(Records from a point labeling set)
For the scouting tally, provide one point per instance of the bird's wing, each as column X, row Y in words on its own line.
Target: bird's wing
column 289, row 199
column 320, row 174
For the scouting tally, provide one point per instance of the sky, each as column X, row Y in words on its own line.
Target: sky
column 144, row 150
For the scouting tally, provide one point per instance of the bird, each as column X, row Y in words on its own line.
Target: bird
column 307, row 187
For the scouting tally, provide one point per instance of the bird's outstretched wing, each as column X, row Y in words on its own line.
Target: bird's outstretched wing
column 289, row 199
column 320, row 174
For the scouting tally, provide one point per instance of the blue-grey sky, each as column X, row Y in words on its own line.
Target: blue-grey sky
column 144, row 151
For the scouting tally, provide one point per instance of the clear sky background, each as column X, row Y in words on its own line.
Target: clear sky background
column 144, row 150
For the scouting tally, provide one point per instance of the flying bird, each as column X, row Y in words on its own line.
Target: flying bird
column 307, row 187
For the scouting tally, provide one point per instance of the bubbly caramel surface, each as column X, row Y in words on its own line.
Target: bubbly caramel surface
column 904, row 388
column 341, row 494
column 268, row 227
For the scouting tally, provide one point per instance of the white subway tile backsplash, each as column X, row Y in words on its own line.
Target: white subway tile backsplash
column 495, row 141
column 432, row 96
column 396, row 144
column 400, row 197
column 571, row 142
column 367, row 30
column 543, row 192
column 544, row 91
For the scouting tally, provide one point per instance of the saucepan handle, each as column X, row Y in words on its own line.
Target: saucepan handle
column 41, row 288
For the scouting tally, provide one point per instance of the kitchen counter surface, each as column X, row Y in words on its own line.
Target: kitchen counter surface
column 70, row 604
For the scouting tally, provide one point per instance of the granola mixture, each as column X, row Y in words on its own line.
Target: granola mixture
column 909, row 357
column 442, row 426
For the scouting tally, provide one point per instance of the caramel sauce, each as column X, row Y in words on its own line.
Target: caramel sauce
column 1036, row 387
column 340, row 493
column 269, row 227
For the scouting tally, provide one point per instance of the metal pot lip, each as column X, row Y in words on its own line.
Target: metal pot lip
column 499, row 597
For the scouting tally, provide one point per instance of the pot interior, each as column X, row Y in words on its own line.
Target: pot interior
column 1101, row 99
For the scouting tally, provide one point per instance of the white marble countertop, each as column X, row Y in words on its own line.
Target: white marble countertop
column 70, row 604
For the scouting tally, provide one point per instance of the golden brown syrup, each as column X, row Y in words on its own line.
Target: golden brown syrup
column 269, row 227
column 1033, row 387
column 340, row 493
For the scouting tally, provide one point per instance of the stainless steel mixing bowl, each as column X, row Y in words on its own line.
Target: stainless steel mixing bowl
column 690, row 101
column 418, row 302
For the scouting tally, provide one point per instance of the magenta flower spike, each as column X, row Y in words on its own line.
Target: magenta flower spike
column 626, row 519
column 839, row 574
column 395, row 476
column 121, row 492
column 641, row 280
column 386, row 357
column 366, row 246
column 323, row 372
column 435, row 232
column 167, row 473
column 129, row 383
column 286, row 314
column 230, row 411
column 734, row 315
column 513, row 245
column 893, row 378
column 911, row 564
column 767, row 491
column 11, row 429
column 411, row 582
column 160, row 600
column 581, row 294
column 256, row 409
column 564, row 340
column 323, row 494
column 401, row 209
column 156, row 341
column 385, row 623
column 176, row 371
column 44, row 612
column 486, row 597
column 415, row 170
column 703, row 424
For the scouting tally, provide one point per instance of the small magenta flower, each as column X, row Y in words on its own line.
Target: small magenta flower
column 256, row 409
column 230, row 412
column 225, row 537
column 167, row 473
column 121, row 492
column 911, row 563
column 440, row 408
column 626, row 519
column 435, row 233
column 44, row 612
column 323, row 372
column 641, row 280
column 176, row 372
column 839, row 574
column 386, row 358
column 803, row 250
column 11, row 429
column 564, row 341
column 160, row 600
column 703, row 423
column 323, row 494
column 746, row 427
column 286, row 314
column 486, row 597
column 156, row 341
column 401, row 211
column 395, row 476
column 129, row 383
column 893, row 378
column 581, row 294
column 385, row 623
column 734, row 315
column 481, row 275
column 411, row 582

● DESCRIPTION OF THE TASK: All of the entries above should be written out again exactly.

● ANSWER TO THIS PROBLEM:
For the scouting tally, provide one point per instance of the bird's wing, each as column X, row Y in words on its own line.
Target: bird's wing
column 289, row 199
column 320, row 174
For the scouting tally, provide one point per instance of the sky, each as column X, row Y in words on its own line.
Target: sky
column 144, row 150
For the scouting tally, provide one point per instance of the bird, each as column X, row Y in words on its own line.
Target: bird
column 307, row 187
For the scouting tally, provide one point per instance of the bird's outstretched wing, each as column X, row Y in words on its own line.
Target: bird's outstretched wing
column 289, row 199
column 320, row 174
For the scouting tally, provide one point per instance of the blue-grey sky, each as column X, row Y in words on its own line.
Target: blue-grey sky
column 144, row 151
For the scouting tally, provide one point per instance of the clear sky background, each as column X, row Y in words on its own line.
Target: clear sky background
column 144, row 150
For the scouting tally, provide one point per instance of the flying bird, each as column X, row Y in words on its own line.
Target: flying bird
column 307, row 187
For the scouting tally, provide one point per instance of the bubbly caramel surface, each as column X, row Y in words on its own line.
Target: bubbly caramel surface
column 904, row 388
column 341, row 494
column 268, row 227
For the scouting tally, provide one point per instance of the white subway tile backsplash, each as column X, row Y in words on its own line.
Target: white subway tile backsplash
column 495, row 141
column 432, row 96
column 396, row 144
column 400, row 197
column 571, row 142
column 367, row 30
column 543, row 192
column 544, row 91
For the scouting tally, provide one point per instance of the saucepan handle, each as column X, row Y in words on its own line.
Target: saucepan handle
column 41, row 288
For the scouting tally, provide one point per instance of the kitchen counter surface, each as column X, row Y in words on its own line.
Target: kitchen counter surface
column 70, row 604
For the scouting tally, provide one point per instance of the granola mixture, each as column X, row Y in words on its own line.
Target: granola mixture
column 909, row 357
column 442, row 426
For the scouting tally, provide one point per instance of the caramel sauce, each as column X, row Y in words on its own line.
Target: caramel sauce
column 1036, row 387
column 340, row 493
column 269, row 227
For the scouting tally, provide one point per instance of the metal pot lip, each as column X, row Y in words on its own line.
Target: metal pot lip
column 499, row 597
For the scouting tally, provide one point per instance of the pot interior, each as column X, row Y in words on its own line.
Target: pot interior
column 1101, row 99
For the scouting tally, provide one point per instance of the white marble countertop, each as column X, row Y in words on its own line.
Target: white marble countertop
column 70, row 604
For the scouting tally, provide one point per instance of the golden brown syrup, each as column X, row Y in words on its own line.
Target: golden brown syrup
column 269, row 227
column 1033, row 387
column 340, row 493
For the scouting tally, provide one point per instance of the stainless steel mixing bowl, each as column X, row Y in words on its own line.
Target: stainless steel mixing bowl
column 690, row 101
column 418, row 302
For the scouting tally, provide one point per instance of the magenta flower spike, each as column X, row Y in words on its own line.
Target: magenta flower spike
column 626, row 519
column 839, row 574
column 395, row 476
column 121, row 492
column 641, row 280
column 386, row 357
column 366, row 246
column 323, row 372
column 435, row 232
column 167, row 473
column 129, row 383
column 286, row 314
column 230, row 411
column 734, row 315
column 513, row 245
column 893, row 378
column 911, row 564
column 767, row 491
column 11, row 429
column 411, row 582
column 160, row 600
column 581, row 294
column 256, row 409
column 564, row 340
column 323, row 494
column 401, row 209
column 156, row 341
column 385, row 623
column 176, row 371
column 44, row 612
column 486, row 597
column 415, row 170
column 703, row 424
For the scouting tally, provide one point per instance of the small magenta flower, each as column X, row Y in words on its own line.
Target: small magenta flower
column 256, row 409
column 230, row 412
column 225, row 537
column 167, row 473
column 121, row 492
column 911, row 563
column 440, row 408
column 626, row 519
column 435, row 233
column 44, row 612
column 323, row 372
column 641, row 280
column 176, row 372
column 839, row 574
column 386, row 358
column 803, row 250
column 11, row 429
column 564, row 341
column 160, row 600
column 703, row 423
column 323, row 494
column 746, row 427
column 286, row 314
column 486, row 597
column 156, row 341
column 401, row 211
column 395, row 476
column 129, row 383
column 893, row 378
column 581, row 294
column 385, row 623
column 734, row 315
column 481, row 275
column 411, row 582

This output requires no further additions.